_Problem to solve_
Each line of the data must be copied exactly.

_Dataset content_
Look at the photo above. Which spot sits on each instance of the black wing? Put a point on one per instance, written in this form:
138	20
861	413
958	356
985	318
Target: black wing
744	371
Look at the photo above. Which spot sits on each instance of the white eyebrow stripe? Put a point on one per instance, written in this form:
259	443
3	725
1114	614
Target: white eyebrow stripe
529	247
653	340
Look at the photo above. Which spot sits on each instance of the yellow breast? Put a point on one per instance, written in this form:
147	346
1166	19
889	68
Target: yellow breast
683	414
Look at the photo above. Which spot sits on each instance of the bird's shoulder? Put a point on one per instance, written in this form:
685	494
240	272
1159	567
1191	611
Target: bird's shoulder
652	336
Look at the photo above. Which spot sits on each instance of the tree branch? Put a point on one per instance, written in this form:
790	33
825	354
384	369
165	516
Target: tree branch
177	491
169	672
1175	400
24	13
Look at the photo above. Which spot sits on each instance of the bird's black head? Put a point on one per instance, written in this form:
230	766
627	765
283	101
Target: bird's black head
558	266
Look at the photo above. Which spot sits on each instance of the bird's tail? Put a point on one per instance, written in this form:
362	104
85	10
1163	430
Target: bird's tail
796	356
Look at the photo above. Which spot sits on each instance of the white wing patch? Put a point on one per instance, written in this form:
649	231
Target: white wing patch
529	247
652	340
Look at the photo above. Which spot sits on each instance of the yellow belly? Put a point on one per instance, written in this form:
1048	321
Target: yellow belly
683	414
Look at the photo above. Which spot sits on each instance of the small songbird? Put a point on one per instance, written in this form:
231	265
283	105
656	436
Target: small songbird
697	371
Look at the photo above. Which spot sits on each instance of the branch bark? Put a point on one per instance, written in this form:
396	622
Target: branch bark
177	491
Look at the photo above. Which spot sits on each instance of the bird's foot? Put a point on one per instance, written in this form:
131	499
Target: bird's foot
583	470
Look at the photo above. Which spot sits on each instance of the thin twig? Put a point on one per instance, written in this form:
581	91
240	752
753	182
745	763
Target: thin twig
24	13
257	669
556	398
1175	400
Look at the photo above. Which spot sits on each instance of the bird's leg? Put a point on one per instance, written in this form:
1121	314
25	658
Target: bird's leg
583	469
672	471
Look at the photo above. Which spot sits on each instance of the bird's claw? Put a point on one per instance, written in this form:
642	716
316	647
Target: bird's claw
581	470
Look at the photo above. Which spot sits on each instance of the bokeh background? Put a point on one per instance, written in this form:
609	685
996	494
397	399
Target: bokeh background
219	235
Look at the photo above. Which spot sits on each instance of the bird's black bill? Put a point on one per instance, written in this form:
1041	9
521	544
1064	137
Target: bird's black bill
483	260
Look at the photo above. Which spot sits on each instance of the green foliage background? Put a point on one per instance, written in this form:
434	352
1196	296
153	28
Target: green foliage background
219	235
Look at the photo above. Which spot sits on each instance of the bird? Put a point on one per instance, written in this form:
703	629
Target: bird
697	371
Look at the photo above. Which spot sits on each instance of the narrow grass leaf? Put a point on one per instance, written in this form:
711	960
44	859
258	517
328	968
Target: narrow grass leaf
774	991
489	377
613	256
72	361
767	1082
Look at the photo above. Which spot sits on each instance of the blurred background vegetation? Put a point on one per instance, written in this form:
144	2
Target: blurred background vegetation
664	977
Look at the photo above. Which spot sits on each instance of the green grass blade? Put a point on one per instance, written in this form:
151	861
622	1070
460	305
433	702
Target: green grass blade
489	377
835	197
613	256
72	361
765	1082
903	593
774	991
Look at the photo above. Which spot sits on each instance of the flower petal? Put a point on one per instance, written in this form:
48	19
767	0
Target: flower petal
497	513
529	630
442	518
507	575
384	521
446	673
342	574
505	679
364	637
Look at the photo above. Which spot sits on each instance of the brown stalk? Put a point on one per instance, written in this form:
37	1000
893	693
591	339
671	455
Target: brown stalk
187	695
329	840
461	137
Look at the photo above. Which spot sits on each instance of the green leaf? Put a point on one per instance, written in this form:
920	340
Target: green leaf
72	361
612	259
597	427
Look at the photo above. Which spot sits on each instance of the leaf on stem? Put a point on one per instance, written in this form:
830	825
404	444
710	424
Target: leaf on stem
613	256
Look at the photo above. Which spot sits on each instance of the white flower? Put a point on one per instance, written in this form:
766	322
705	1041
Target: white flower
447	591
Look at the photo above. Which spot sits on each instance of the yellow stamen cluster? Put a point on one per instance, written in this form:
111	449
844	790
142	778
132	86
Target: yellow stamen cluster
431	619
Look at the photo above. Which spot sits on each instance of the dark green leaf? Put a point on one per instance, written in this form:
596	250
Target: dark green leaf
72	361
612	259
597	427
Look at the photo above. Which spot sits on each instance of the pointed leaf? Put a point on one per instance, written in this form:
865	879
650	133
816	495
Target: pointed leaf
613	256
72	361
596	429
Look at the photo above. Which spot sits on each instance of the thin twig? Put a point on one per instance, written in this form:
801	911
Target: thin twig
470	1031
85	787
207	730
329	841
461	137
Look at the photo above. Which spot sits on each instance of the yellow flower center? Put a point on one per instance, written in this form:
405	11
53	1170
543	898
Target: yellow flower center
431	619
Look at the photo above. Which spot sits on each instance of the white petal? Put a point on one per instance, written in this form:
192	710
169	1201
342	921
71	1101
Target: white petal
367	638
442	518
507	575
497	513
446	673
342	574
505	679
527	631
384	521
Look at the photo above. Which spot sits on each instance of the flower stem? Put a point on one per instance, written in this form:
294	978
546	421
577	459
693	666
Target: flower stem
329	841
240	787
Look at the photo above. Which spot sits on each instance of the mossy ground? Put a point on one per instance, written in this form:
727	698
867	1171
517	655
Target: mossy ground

_Your response_
Look at the photo above. Which spot sits on each instance of the black wing? Put a point on one per instance, written in this form:
138	20
861	413
958	356
985	318
Target: black wing
744	371
Look at the photo above. Which spot sits on each instance of the white eyebrow stripe? Put a point on one per instance, written in this form:
259	443
3	725
1114	614
Target: white eyebrow stripe
529	247
653	340
Look at the photo above. Which spot sits on each instance of the yellow breast? Put a point on one per instance, written in this form:
147	346
1166	19
889	68
Target: yellow breast
683	414
Look at the photo above. Which spot sits on each instance of the bird's shoulder? Put a point on one per instance, written in this form:
685	494
240	272
1159	567
1191	611
Target: bird's shoulder
652	336
Look at the photo above. Which spot sits on each instance of the tree branch? Put a point on one per instance, written in this form:
790	33
825	354
384	369
165	516
Target: tree branch
177	491
169	672
1175	400
24	13
Look at the photo above. Which spot sits on each instance of the bird's black head? Put a point on one per instance, written in this form:
230	766
627	765
283	101
Target: bird's black head
558	266
Look at the photo above. Which spot sits on each instance of the bird's tail? Put a point on one per instance, written in this form:
362	104
85	10
1163	430
Target: bird's tail
796	356
Look at the photo above. Which spot sits on each instance of the white wing patch? Put a point on one per instance, written in this form:
649	231
Target: white wing patch
529	247
652	340
Look at the photo above. Which spot sits on each instance of the yellow belly? Put a point on one per instance, written in this form:
1048	321
Target: yellow belly
683	414
Look at the photo above. Which spot sits on each instance of the small songbird? Put a point on one per instance, written in this form:
231	265
283	105
656	436
Target: small songbird
697	371
Look at the photo above. Which spot sits on each instance of the branch bark? Put a point on one per instance, written in this form:
396	622
Target: branch bark
177	491
Look at the photo above. Which spot sits on each instance of the bird's foot? Put a point on one per instance, written in this form:
131	499
Target: bird's foot
583	470
Look at the photo above. Which spot sits on each instance of the thin twig? Put a point on one per instance, written in this form:
581	91
240	752
753	182
745	763
Target: thin twig
24	13
257	669
556	398
1175	400
Look at the photo above. Which spot sits on each instance of the bird's leg? Put a point on one per instance, written in this form:
1121	314
25	658
Target: bird's leg
583	469
672	471
Look at the photo above. Which spot sits on each instance of the bird's claw? Put a point on one per instance, written in this form:
642	716
316	647
Target: bird's claw
581	470
Look at the photo above. Which spot sits on each instance of the bokeh background? Put a point on one per instance, written in this form:
609	685
996	494
397	399
Target: bokeh background
219	235
Look at the photo above. Which spot sits on each instance of the bird's black bill? Put a point on one per instance, written in this form:
1041	9
521	544
1064	137
Target: bird's black bill
483	260
Look at the photo above. Which spot sits on each instance of the green foliage background? Put a point on one per instance, written in this form:
434	352
1196	296
153	28
Target: green foliage background
219	235
Look at the photo above. Which spot sits on each instance of the bird? Put a point on one per instance, written in this form:
703	629
Target: bird
697	371
Look at the photo above. Which spot sits on each instance of the narrow grass leaf? Put a point on one per instance, written in this form:
711	960
44	859
258	517
328	968
Target: narrow grass leaf
774	991
489	377
613	256
72	361
767	1082
Look at the photo above. Which spot sits on each instance of the blurred background vegetation? Put a point on one per instance, written in this form:
144	2
Target: blurred background vegetation
664	977
Look at the photo above. Which spot sits on each instance of the green grass blade? Put a point on one per instance, written in this form:
151	861
622	1070
460	305
433	702
Target: green grass blade
489	377
835	197
613	256
72	361
765	1082
903	593
774	991
Look at the photo above. Which spot sits on each instance of the flower petal? Put a point on one per instance, written in this form:
48	19
767	0
Target: flower petal
497	513
529	630
442	518
507	575
384	521
446	673
342	574
505	679
364	637
Look at the photo above. Which spot sits on each instance of the brown stalk? Put a point on one per instance, written in this form:
37	1000
893	693
591	339
671	455
Target: brown stalk
187	695
329	840
461	137
Look at the photo above. Which spot sits on each instance of the green leaf? Put a point on one per instance, written in this form:
920	340
Target: green leaf
72	361
612	259
597	427
Look at the photo above. Which spot sits on each instance of the leaf on stem? Put a point on one per instance, written in this form:
830	825
404	444
710	424
Target: leaf on stem
613	256
Look at the photo above. Which spot sits on each instance of the white flower? Put a point on one per instance, written in this form:
766	322
705	1041
Target: white flower
447	591
Look at the photo above. Which spot sits on each instance of the yellow stamen cluster? Put a point on one per instance, written in this form:
111	449
844	790
142	778
132	86
Target: yellow stamen cluster
431	619
Look at the photo above. Which spot sits on each instance of the dark green leaf? Put a point on one per instance, written in this form:
596	250
Target: dark green leaf
72	361
612	259
597	427
Look at the photo above. Which spot sits on each instance of the pointed leaf? Put a point on one per instance, written in this form:
865	879
650	133
816	495
Target: pointed leaf
613	256
72	361
596	429
Look at the photo above. Which spot sits on each instance of the thin twig? Put a point on one per instance, written in this form:
801	911
Target: thin twig
470	1031
85	787
207	730
329	841
461	137
Look at the photo above. Which spot sits on each instance of the yellow flower center? Put a point on one per instance, written in this form:
405	11
53	1170
543	898
Target: yellow flower center
431	619
Look at the photo above. Which spot sits on each instance of the white petal? Put a point on one per instance, written in this form:
192	710
169	1201
342	921
71	1101
Target: white petal
367	638
442	518
507	575
497	513
446	673
342	574
505	679
527	631
384	521
Look at the photo above. Which spot sits on each instance of the flower stem? Put a point on one per instance, written in this form:
294	978
546	421
577	459
693	666
Target: flower stem
329	841
240	787
Look at the photo above. Which spot sits on each instance of the mossy ground? Put a point on one per instance, written in this form:
727	698
867	1171
517	655
Target: mossy ground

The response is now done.